- _Source document_:
=== Begin Enclosure ===
Now that the banking Consumer Data Right kick-off date has passed, advisers are getting their head around the tangible benefits of the attached technology and the products they can leverage in their business.
At the start of the financial year the four major banks made data on all available products available to advisers as part of the CDR rollout. July 1 marked the final date for major banks to comply with the rule, while smaller banks have another year to do the same.
For many advisers struggling to deal with the pandemic, market volatility and massive regulatory upheaval, open banking has been on the periphery. Some early adopters have tapped into portals that link them up with clients’ baking accounts, superannuation funds and insurance policies, yet many advisers don’t know what the technology can do.
According to Emily Chen, wealth management executive at Iress, the answer is two-fold.
“The first is the client engagement process, being able to have deeper and more valuable conversations about cashflow and goals,” Chen says. “The other side is the data piece… you can track so much information and see so much more detail.”
At a practice level, open banking gives oversight into areas of a client’s financial life that were previously difficult for advisers to reach. At the onboarding phase this obviates some of the more prosaic information gathering elements of the fact find. On an ongoing basis, advisers won’t need to rely on the client for updates on spending and other miscellaneous policy and account activity.
“Think about that fact find,” Chen says. “It’s very much a manual process to figure out a customer’s spending habits. This will really disrupt that early stage of the client relationship and lead to more meaningful conversations.”
Katriel Warlow-Shill, an adviser at Verdure Financial Planning Solutions in Melbourne, says he’s unlocked another benefit of open banking by developing a platform that provides a universal insurance datafeed to advisers.
According to Warlow-Shill the platform provides a hub to access all the insurance policies linked to a client. He says he used developers to get the project off the ground and already has 100 advisers using the platform.
=== End Enclosure ===
- _Data supplied_:
=== Begin Enclosure ===
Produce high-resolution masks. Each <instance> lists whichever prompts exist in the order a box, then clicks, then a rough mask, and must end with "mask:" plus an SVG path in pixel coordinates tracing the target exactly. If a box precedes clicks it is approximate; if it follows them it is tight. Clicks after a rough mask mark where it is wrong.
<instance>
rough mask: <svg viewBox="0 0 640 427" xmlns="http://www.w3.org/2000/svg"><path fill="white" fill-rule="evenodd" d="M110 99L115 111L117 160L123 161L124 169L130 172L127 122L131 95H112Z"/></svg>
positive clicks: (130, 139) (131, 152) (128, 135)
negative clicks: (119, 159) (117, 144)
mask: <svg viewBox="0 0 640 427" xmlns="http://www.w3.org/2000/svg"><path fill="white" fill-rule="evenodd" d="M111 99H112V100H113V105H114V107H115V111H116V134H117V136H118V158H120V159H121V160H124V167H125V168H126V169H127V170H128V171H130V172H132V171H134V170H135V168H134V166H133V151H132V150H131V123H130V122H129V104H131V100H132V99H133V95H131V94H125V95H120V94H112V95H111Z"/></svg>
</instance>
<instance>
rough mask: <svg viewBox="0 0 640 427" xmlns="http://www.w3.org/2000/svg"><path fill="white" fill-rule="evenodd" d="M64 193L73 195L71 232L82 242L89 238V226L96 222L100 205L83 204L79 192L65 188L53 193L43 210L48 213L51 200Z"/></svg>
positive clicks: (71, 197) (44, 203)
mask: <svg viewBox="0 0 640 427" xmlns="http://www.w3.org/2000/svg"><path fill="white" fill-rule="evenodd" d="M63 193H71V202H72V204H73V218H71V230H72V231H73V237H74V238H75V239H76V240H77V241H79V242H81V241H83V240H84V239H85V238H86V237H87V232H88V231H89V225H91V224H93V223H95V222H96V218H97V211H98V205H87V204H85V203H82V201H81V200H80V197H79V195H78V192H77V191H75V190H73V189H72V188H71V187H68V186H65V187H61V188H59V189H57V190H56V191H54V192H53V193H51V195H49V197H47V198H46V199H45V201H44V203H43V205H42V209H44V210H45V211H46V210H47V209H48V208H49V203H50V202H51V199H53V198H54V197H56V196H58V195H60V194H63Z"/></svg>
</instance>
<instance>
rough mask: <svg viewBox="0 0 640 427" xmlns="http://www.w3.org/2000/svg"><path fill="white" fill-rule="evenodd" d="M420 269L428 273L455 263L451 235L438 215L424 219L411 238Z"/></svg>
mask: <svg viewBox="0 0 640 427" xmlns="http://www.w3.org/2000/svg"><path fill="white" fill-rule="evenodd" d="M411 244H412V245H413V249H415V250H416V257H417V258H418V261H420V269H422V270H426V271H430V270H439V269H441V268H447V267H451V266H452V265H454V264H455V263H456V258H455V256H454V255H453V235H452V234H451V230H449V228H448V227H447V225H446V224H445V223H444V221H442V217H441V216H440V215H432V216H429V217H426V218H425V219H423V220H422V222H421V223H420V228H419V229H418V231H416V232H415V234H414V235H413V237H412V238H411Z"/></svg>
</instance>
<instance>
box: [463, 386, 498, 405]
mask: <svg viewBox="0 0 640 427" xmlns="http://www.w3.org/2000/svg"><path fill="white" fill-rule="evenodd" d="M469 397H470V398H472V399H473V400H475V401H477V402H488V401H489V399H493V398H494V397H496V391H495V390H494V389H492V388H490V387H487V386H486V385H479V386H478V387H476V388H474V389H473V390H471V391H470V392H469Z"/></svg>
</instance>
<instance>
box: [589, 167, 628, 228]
=== End Enclosure ===
- _What to do_:
(a) From the open banking article above, please copy out the passage that begins with the words containing "Now that the" and ends with "in their business.".
(b) Continue the article on open banking and the Consumer Data Right from the last sentence shown above.

- _Answers to the tasks_:
(a)
Now that the banking Consumer Data Right kick-off date has passed, advisers are getting their head around the tangible benefits of the attached technology and the products they can leverage in their business.

(b)
‘There are lots of systems that have investment datafeeds but nothing on insurance,” he says.
Warlow-Shill’s platform – called Client Database Management (CDM) Systems – is an example of the benefits open banking can provide beyond tracking spending on bank accounts.
“If my client has three policies with different insurers I don’t have time to log onto three different system,” he explains. “This way I simple information on what insurance my clients have in one place up to date all the time with no errors.”
Not a new service
Chen has a few warnings about the promise of open banking in advice. For a start, she says, the ongoing benefits are only fully realised if you use it properly.
“It’s not getting not just the data but the insights into the data,” she explains. “Data is all the rage but it’s about the insight provided and how valuable that is in the advice setting.”
Open banking won’t be for everyone, Chen says, as some clients will be reluctant to part with further granular information. “It gets real when the advisers can see the spending,” she says.
Warlow-Shill makes the point that while open banking can streamline the advice process, its effect will always be limited.
“Open banking might make the advice process quicker but it won’t change the fundamental of what we do and how we help our clients,” he says. “We still need authorities from the client as well.”
Chen, too, says the technology shouldn’t be treated as something it’s not.
“I see open banking as a value-add, not the creation of a separate service,” she says.